Items listed in a dataset:
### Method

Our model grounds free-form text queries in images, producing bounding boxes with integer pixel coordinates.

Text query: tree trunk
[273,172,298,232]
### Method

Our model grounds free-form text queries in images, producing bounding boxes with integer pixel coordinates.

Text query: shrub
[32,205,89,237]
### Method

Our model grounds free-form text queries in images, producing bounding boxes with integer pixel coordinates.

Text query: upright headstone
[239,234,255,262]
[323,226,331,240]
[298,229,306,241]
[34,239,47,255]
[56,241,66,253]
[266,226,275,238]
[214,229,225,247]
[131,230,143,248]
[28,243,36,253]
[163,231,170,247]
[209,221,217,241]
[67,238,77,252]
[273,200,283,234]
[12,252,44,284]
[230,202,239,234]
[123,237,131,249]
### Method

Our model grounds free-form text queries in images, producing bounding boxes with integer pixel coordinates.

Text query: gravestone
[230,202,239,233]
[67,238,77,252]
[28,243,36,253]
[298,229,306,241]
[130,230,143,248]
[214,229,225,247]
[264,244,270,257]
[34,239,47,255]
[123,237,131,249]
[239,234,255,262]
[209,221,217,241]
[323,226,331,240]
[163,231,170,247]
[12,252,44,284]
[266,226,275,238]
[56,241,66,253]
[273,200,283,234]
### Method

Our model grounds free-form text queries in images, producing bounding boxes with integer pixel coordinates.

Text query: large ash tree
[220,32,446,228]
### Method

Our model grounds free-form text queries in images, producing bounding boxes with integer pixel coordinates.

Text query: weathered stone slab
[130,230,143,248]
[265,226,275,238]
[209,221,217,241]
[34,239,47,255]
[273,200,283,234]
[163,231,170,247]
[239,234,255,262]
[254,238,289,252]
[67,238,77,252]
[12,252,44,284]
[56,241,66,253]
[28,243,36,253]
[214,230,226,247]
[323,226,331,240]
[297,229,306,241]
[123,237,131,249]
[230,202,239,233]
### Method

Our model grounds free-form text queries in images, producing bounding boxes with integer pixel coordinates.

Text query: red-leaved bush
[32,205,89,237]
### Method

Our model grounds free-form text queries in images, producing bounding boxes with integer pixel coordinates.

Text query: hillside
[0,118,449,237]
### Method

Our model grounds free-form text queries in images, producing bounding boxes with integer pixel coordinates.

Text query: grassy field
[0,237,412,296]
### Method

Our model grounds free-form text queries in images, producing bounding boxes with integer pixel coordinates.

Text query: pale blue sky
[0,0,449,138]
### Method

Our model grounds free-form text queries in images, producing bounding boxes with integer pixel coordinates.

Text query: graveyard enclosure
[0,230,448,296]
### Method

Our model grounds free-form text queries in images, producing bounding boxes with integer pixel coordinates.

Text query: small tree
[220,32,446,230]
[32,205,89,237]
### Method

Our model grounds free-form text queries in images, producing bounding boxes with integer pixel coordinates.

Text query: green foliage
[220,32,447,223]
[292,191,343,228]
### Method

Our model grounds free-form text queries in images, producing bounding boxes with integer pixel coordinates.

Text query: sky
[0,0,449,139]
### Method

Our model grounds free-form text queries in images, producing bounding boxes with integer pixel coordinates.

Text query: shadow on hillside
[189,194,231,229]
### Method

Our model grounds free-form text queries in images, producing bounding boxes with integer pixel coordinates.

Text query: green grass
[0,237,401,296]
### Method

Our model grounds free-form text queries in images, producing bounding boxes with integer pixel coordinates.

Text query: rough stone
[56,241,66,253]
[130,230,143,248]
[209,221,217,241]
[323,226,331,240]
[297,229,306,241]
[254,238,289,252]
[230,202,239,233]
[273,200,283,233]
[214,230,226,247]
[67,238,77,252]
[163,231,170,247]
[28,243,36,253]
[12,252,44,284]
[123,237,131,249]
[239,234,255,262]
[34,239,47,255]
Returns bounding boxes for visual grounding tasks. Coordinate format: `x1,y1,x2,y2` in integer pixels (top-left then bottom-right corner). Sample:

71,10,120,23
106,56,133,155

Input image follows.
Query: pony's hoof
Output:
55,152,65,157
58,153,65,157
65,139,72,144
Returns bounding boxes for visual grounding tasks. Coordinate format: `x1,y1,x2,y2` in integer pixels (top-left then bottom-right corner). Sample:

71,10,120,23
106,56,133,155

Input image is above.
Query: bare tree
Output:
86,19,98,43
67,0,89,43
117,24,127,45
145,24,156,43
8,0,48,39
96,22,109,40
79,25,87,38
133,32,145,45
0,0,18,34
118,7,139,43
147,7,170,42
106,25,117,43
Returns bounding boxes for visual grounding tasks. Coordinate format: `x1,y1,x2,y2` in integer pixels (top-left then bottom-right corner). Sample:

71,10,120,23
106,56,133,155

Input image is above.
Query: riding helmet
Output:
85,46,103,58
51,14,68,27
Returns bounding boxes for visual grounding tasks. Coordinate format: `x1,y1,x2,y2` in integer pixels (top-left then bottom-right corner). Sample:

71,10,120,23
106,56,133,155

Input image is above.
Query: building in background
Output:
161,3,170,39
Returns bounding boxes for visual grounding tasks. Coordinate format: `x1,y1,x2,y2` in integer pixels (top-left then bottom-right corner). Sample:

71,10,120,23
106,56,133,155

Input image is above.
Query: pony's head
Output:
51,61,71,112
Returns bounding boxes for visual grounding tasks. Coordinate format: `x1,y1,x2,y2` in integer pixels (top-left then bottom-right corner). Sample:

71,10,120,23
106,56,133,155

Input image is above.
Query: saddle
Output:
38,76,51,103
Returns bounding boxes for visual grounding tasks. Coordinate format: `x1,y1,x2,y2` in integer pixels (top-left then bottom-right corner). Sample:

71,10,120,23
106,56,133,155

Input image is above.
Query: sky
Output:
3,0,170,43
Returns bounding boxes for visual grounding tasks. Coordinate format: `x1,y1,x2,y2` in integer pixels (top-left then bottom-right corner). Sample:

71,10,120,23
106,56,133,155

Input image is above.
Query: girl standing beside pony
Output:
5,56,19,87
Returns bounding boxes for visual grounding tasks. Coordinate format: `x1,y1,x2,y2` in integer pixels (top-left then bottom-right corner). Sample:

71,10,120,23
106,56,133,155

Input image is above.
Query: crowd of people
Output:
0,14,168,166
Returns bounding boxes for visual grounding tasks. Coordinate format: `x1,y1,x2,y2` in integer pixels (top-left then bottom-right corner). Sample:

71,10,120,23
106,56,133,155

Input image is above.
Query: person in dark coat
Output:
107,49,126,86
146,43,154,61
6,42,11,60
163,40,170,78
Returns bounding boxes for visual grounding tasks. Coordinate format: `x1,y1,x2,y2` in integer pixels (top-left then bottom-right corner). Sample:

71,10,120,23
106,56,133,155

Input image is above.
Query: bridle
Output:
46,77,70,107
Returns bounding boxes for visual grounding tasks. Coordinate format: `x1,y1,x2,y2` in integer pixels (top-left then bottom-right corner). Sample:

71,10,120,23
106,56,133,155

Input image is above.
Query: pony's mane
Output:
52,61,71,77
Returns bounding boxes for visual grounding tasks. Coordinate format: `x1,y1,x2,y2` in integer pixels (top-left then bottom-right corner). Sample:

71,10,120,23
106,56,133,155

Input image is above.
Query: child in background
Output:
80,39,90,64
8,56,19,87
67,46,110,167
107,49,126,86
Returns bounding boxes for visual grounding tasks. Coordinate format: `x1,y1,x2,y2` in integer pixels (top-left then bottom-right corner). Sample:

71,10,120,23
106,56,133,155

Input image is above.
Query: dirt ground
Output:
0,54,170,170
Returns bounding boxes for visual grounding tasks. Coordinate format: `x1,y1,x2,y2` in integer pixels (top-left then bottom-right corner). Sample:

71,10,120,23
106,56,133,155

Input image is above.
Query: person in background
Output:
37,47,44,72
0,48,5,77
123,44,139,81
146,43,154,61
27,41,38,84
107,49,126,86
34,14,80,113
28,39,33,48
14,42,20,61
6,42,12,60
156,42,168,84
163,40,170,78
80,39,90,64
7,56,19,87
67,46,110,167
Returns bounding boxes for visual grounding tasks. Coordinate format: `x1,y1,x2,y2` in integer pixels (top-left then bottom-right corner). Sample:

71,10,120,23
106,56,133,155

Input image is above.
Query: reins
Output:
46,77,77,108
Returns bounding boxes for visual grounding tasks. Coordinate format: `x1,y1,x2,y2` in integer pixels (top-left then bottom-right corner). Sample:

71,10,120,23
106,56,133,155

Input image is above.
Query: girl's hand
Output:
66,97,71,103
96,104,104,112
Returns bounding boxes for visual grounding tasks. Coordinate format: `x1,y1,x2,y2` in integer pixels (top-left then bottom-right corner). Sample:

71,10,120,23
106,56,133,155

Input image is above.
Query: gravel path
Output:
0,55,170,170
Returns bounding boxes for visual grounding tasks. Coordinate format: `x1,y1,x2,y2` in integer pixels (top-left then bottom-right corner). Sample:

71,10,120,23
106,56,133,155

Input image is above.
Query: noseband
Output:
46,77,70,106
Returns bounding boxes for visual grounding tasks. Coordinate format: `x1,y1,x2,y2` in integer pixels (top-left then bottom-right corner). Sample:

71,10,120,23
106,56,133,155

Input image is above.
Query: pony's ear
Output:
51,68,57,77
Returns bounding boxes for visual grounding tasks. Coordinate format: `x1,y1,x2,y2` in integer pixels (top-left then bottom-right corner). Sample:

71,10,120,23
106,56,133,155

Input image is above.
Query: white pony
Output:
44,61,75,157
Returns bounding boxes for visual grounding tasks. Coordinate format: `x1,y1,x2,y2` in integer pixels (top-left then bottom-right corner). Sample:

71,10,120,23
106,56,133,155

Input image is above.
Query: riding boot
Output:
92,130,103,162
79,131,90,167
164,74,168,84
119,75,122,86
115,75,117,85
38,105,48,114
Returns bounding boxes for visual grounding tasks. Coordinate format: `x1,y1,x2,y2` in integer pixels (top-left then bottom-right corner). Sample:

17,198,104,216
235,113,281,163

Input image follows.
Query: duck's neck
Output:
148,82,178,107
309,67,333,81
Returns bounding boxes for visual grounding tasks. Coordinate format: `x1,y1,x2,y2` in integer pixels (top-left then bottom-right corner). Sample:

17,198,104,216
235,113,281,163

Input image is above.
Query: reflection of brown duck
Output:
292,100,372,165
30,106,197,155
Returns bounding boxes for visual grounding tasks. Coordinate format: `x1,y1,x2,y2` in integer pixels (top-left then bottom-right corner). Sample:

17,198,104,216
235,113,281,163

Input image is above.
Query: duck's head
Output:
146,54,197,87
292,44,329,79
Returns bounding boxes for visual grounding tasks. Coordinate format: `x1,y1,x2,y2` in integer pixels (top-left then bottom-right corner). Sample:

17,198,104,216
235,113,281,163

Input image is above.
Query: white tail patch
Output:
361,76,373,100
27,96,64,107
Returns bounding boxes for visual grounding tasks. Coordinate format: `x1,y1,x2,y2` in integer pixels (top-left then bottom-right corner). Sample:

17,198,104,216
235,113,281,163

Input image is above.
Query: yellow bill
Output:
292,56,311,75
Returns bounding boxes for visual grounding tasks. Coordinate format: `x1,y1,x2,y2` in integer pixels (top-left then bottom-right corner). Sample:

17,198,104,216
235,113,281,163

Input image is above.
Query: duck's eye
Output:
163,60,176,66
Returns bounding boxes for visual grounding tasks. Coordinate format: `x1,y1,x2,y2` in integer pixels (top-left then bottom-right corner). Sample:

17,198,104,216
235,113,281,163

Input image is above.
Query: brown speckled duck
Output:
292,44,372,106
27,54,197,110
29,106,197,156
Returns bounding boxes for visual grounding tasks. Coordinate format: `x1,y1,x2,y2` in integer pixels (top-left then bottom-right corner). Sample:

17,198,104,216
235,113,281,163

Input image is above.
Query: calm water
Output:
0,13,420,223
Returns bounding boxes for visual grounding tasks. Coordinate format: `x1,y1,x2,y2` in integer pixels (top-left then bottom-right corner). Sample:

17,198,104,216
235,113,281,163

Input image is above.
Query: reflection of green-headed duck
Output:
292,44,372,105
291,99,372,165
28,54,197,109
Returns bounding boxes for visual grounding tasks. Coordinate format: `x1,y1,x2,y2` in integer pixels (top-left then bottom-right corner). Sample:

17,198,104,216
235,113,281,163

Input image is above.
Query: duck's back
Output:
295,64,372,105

- Task to carry out -
List each line in the entries above that contains the word "girl", matching case exactly.

- The response -
Query: girl standing beside pony
Query: girl's hand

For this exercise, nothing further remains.